Could you write out the rows again, starting with the line that contains "Get small framed" and going on through the line that contains "left=0, top=335, right=200, bottom=387", with "artwork" swapped for "painting" and nothing else changed?

--- MATERIAL SHOWN ---

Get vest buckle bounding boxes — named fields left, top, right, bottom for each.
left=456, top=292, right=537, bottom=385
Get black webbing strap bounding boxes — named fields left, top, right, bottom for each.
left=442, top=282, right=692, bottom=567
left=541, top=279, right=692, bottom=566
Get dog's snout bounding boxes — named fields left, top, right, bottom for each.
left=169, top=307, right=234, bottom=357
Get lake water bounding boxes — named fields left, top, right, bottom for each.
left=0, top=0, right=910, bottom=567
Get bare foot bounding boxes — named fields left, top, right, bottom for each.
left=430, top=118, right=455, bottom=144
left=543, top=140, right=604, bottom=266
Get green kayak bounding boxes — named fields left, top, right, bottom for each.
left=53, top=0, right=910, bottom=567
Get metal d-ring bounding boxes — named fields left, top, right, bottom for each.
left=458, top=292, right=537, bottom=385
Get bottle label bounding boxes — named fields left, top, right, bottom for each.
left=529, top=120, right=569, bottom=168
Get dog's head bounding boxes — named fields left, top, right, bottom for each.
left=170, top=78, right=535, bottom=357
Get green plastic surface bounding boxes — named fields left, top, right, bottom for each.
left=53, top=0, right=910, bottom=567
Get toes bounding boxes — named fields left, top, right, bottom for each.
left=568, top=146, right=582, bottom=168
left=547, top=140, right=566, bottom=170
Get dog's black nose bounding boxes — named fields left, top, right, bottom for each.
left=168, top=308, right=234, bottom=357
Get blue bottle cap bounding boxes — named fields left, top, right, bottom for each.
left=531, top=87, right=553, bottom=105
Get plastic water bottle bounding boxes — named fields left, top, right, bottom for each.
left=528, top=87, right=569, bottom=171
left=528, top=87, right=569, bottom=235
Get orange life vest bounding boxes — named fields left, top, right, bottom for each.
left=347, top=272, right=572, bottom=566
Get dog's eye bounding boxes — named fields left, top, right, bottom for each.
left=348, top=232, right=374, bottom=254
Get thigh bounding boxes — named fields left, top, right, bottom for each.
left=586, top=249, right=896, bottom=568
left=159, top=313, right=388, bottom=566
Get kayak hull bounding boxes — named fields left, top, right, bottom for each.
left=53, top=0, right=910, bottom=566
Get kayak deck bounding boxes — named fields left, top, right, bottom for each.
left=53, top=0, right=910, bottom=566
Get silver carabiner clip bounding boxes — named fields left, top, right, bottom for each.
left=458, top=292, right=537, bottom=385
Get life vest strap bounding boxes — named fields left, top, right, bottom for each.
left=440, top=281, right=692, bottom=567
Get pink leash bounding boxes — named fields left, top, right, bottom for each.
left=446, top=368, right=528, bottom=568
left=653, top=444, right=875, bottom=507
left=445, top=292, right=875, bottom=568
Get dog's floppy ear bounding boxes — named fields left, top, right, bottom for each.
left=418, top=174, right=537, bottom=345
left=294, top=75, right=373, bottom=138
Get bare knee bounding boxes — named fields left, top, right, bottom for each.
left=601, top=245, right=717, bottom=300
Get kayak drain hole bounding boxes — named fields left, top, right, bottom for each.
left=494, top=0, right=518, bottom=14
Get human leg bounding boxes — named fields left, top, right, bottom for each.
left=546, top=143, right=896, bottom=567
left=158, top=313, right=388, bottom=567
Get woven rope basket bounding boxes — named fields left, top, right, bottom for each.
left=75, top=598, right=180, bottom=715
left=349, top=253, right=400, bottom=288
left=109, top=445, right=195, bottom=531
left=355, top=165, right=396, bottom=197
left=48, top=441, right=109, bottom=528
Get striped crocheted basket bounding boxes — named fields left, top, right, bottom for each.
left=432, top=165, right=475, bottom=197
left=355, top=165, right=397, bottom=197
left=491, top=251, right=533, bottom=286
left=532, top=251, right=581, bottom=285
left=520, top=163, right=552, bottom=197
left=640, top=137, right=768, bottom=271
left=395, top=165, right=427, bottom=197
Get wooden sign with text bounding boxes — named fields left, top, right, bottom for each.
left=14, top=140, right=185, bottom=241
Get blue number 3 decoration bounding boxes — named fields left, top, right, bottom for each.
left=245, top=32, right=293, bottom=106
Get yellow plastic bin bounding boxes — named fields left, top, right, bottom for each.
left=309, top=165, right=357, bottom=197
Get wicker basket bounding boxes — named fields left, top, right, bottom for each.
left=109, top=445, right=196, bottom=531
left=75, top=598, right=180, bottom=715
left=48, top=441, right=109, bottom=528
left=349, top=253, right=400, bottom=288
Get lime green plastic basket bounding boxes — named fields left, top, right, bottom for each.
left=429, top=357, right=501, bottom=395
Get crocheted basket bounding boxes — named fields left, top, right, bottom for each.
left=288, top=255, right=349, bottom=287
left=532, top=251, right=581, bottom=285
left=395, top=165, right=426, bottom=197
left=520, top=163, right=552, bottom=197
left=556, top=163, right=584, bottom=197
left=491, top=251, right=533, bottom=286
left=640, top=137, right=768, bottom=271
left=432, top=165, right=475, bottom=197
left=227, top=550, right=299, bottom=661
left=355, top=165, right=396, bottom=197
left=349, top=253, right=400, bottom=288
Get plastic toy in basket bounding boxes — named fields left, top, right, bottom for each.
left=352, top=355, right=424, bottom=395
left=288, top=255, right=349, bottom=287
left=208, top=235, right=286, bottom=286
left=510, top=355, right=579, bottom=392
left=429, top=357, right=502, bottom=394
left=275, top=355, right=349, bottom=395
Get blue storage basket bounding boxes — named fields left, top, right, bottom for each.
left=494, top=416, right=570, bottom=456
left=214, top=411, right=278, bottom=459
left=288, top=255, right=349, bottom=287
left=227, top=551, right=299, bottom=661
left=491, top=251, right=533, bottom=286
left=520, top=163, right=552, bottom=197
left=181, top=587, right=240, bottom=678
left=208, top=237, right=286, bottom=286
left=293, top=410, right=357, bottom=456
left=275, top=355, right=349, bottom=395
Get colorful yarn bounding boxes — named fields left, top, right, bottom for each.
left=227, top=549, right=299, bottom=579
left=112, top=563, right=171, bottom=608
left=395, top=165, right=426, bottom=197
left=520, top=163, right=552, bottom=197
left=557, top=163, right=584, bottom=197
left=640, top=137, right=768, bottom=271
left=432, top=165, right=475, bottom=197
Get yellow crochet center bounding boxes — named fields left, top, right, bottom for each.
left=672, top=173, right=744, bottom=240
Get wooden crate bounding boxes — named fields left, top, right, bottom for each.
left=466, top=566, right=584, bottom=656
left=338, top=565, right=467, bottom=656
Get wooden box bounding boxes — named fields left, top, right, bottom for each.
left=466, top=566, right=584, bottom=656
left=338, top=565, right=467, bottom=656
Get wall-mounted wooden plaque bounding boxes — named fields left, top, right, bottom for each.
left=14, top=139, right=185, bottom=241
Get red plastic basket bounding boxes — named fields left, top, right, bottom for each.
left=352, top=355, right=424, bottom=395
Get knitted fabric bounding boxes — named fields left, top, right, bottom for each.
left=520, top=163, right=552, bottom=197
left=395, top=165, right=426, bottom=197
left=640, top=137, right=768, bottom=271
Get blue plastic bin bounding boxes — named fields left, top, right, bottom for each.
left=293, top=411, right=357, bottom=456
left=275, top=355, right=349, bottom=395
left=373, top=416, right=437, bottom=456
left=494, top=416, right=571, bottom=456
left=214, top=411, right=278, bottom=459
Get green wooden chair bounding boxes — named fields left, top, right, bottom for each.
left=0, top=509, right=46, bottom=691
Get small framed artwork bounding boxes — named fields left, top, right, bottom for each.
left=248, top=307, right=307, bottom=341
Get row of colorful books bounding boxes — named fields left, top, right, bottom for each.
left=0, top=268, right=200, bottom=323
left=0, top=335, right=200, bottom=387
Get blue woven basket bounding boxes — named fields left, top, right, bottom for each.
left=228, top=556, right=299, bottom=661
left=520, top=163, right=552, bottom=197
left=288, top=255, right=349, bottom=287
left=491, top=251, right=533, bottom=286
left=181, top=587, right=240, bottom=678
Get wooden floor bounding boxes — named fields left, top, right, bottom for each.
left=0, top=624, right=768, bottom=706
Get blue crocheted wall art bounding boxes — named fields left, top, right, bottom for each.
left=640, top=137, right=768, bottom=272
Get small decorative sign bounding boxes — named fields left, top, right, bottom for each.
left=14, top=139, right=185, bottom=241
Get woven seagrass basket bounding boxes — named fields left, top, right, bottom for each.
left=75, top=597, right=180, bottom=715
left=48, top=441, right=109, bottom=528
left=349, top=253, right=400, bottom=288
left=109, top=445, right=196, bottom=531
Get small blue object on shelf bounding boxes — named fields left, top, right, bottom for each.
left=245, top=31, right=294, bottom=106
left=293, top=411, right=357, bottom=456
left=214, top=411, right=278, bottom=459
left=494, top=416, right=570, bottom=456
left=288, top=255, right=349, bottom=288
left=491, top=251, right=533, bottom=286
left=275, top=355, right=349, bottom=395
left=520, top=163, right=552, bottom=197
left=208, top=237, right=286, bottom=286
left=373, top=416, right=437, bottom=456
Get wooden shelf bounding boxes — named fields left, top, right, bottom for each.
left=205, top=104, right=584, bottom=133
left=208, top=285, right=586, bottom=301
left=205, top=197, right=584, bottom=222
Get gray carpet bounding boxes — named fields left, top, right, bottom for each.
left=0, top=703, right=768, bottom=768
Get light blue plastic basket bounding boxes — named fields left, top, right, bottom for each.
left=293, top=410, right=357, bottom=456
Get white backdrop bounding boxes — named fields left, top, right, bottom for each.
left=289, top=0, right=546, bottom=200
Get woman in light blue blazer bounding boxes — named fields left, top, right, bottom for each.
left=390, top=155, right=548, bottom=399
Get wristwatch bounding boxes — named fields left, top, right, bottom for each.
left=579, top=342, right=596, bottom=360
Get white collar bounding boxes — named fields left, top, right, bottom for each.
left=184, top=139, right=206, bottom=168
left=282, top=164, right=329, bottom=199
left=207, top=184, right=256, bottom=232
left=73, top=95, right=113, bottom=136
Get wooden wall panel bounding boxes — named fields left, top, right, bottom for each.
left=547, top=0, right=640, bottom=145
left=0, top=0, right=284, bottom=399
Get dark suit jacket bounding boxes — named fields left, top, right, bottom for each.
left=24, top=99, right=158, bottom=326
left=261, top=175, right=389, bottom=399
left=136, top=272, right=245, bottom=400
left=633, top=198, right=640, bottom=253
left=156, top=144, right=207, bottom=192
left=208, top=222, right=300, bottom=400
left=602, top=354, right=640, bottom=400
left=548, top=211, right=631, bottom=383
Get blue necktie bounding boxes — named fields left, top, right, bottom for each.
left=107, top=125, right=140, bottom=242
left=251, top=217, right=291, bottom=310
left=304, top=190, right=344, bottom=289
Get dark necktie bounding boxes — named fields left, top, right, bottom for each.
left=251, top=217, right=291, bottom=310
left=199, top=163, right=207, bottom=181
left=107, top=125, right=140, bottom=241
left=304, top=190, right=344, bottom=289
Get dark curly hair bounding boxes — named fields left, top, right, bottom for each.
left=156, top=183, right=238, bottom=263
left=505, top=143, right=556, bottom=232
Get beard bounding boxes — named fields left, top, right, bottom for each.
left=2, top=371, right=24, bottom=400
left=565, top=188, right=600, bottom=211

---

WORKED ANSWER:
Get small framed painting bounding boxes — named fields left, top, right, bottom for each.
left=248, top=307, right=307, bottom=341
Get row of colorful books bounding boxes — named fields left, top, right, bottom for each.
left=0, top=268, right=200, bottom=323
left=0, top=335, right=200, bottom=387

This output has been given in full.